▶ _EXERCISE PROMPT_:
In the material below, find the line containing "# an instance may span several separate parts" and the line containing "M 169 80 L 151", then reproduce exactly both of them and every line between, and nothing else.
Top of DATA TO USE
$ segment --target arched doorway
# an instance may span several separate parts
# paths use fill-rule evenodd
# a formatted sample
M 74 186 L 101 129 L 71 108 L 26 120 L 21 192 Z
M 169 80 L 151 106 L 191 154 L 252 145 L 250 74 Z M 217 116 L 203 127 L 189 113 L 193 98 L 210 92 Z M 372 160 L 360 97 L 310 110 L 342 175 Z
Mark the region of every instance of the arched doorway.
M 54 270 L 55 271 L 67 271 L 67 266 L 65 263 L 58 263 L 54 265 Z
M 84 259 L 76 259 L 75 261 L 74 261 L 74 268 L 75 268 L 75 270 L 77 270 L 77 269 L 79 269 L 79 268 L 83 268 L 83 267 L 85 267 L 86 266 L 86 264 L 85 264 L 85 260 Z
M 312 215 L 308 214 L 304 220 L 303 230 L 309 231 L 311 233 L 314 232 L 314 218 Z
Bottom of DATA TO USE
▶ _EXERCISE SOLUTION_:
# an instance may span several separate parts
# paths use fill-rule evenodd
# a formatted sample
M 74 186 L 101 129 L 71 108 L 26 120 L 21 192 Z
M 169 80 L 151 106 L 191 154 L 252 145 L 250 74 Z M 217 116 L 203 127 L 189 113 L 193 98 L 210 92 Z M 372 160 L 360 97 L 310 110 L 342 175 Z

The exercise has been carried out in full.